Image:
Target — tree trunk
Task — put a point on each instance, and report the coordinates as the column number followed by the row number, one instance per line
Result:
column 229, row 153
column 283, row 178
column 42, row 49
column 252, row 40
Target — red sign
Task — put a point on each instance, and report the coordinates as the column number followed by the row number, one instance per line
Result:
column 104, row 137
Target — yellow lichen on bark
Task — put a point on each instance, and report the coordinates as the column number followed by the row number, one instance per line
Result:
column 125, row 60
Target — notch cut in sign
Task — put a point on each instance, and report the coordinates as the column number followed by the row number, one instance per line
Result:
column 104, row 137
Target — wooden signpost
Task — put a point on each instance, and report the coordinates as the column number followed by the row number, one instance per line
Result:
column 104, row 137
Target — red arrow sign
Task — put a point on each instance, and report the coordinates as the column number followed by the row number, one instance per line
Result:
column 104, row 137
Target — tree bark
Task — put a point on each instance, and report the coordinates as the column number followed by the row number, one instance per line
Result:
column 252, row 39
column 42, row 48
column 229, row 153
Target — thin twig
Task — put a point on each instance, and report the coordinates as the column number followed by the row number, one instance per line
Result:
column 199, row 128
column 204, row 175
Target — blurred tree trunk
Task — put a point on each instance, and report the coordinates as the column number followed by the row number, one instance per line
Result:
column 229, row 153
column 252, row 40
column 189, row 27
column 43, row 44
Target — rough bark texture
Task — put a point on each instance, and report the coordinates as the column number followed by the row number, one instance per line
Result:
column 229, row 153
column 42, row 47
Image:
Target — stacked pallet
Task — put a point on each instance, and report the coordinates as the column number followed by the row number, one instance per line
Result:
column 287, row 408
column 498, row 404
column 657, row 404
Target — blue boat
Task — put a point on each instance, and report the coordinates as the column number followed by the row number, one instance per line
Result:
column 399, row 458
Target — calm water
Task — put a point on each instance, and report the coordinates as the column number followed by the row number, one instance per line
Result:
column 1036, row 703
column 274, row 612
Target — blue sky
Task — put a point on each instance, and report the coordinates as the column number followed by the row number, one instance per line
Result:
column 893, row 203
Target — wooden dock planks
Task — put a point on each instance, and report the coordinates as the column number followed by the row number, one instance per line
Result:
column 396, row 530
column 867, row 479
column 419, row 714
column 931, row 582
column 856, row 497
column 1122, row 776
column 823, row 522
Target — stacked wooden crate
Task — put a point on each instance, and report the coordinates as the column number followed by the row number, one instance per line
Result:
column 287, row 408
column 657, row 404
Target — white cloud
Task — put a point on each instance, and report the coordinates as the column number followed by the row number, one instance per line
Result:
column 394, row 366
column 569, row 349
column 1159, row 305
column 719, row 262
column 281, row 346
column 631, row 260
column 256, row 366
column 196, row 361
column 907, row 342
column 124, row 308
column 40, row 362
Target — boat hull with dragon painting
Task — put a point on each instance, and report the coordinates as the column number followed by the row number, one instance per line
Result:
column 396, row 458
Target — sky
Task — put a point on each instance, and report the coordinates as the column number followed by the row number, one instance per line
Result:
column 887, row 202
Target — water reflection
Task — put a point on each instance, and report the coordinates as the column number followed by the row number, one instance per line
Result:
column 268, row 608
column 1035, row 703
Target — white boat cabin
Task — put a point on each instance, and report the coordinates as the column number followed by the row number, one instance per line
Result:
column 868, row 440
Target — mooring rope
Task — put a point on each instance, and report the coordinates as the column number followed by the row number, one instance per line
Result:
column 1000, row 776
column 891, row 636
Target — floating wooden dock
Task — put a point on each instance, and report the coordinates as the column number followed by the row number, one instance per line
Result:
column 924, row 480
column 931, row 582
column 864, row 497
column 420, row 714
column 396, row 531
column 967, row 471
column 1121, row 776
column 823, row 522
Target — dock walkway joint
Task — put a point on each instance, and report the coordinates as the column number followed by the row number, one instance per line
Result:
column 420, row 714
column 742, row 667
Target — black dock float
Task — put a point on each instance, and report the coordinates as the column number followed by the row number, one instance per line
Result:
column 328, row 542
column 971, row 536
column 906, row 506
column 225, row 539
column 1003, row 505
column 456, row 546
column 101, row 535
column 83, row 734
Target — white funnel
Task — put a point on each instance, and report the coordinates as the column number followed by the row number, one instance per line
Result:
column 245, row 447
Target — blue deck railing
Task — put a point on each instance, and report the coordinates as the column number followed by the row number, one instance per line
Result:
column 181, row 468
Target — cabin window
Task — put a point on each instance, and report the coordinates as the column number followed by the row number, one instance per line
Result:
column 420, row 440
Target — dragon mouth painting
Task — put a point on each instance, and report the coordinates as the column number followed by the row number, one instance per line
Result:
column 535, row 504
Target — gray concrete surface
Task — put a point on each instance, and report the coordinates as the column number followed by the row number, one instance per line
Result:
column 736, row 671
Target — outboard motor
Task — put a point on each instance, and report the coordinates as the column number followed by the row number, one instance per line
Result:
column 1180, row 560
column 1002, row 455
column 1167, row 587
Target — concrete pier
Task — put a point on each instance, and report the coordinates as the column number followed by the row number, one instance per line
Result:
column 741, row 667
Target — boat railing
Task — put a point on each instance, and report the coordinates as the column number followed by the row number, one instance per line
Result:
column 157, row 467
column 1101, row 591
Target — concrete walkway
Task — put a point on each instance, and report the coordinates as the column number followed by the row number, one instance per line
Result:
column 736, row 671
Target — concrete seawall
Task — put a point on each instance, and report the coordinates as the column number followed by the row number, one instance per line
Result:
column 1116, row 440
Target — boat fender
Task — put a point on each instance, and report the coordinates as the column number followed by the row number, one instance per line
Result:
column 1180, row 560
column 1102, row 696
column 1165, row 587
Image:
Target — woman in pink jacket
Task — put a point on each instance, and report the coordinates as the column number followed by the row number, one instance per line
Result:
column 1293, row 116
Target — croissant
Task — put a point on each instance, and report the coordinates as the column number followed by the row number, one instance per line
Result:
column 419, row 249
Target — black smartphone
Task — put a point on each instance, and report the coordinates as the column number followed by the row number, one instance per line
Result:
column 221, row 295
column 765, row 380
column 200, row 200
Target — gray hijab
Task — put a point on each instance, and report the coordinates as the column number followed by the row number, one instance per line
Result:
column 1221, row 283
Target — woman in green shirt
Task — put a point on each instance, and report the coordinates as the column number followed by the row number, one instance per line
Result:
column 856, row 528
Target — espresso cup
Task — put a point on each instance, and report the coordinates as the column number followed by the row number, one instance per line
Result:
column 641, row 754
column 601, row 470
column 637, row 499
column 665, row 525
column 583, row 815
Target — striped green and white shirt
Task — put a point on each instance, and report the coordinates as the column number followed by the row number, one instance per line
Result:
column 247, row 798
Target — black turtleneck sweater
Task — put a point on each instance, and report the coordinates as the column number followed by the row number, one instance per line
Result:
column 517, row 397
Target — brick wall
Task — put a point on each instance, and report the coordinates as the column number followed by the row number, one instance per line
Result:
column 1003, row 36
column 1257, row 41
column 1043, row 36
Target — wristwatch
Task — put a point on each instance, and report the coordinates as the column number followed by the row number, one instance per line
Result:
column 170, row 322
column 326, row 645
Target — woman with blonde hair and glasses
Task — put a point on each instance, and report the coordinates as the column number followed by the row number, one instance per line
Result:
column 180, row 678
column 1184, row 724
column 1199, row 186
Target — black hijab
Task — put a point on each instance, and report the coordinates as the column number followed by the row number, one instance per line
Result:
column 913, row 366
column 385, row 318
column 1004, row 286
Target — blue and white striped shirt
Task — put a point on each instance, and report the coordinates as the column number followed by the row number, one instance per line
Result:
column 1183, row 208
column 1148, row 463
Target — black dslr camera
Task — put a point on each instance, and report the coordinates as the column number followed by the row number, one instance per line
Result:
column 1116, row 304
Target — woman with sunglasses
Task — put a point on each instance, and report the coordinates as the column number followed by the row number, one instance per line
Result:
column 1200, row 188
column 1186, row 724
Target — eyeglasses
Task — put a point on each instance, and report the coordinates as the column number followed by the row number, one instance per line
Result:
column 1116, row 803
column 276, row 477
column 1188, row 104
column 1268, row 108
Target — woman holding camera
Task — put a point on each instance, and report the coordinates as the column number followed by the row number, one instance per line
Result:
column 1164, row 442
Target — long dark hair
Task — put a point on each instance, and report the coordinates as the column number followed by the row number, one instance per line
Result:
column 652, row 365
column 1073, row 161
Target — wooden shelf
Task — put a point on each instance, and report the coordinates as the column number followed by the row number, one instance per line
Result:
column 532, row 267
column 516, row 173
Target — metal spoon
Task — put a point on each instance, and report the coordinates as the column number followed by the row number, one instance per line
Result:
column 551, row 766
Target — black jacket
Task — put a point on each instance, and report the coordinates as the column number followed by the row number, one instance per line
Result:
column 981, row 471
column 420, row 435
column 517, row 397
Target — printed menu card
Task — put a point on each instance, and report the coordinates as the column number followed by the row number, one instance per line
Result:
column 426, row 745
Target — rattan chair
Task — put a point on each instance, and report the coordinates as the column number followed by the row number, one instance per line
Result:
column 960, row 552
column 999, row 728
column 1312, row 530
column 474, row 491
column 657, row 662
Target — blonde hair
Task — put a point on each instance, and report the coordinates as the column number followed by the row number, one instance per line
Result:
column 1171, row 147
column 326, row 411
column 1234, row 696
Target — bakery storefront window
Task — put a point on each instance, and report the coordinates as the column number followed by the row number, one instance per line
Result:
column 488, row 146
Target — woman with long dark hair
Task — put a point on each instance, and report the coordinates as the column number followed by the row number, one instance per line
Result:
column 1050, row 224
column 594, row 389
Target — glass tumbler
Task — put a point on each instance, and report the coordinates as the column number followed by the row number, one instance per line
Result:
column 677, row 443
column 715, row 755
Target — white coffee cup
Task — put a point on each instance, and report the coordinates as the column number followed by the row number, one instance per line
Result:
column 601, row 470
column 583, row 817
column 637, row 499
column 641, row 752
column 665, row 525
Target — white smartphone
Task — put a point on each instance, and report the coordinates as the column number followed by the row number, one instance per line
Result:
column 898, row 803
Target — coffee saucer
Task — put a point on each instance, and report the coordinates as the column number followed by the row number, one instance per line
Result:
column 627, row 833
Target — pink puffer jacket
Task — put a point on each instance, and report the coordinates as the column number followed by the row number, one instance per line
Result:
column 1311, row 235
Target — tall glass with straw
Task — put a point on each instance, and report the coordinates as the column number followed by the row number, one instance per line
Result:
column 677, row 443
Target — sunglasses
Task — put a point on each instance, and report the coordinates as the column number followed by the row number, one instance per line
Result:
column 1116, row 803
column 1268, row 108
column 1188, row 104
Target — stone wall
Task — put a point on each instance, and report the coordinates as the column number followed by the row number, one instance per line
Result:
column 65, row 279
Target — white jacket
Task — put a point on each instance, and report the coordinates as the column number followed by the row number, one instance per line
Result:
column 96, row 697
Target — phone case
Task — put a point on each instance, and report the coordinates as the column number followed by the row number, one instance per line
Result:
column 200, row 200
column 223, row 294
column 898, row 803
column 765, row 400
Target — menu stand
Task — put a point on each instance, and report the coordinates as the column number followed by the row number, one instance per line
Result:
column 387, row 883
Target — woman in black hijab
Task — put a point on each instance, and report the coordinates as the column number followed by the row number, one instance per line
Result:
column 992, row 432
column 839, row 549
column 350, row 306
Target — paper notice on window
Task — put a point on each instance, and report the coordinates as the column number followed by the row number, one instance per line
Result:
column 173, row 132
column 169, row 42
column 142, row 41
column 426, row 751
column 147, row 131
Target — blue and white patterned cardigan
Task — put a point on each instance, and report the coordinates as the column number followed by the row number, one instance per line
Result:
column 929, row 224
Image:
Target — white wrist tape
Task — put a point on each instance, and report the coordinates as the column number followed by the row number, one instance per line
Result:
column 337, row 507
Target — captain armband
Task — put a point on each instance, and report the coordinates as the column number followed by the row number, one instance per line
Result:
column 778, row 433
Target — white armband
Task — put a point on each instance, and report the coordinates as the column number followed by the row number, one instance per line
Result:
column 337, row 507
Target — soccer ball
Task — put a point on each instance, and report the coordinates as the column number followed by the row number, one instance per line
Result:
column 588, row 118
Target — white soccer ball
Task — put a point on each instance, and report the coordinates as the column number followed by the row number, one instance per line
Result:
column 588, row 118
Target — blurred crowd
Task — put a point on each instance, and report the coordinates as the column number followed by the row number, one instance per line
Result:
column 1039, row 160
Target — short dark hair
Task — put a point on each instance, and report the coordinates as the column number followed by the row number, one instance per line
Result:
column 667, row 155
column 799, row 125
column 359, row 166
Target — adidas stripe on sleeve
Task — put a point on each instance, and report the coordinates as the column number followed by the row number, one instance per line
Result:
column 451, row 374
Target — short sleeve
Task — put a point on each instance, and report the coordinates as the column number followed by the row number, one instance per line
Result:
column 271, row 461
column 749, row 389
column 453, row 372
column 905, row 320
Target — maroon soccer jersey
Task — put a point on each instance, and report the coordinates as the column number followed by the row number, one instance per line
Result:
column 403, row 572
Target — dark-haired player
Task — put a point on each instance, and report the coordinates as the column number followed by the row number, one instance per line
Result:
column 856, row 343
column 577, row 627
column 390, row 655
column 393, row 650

● **What you are asked to do**:
Write out the lines above from the one containing "Target — adidas stripe on sleeve" through the last, exactly as they are.

● **Finished task**:
Target — adidas stripe on sleeve
Task — put a point on each instance, and report the coordinates as the column number followed by the row number, one instance per line
Result:
column 451, row 374
Target — short sleeve
Task — put a point on each instance, and report the coordinates as the column number followed by the row number, one instance per line
Result:
column 271, row 461
column 749, row 389
column 453, row 372
column 905, row 320
Target — maroon soccer jersey
Task — put a point on each instance, and report the coordinates as the column number followed by the row number, one instance per line
Result:
column 403, row 572
Target — dark-haired player
Task — put a point on each instance, and report the coordinates as the column number followed by the row number, one instance per line
Result:
column 856, row 343
column 577, row 627
column 390, row 655
column 393, row 650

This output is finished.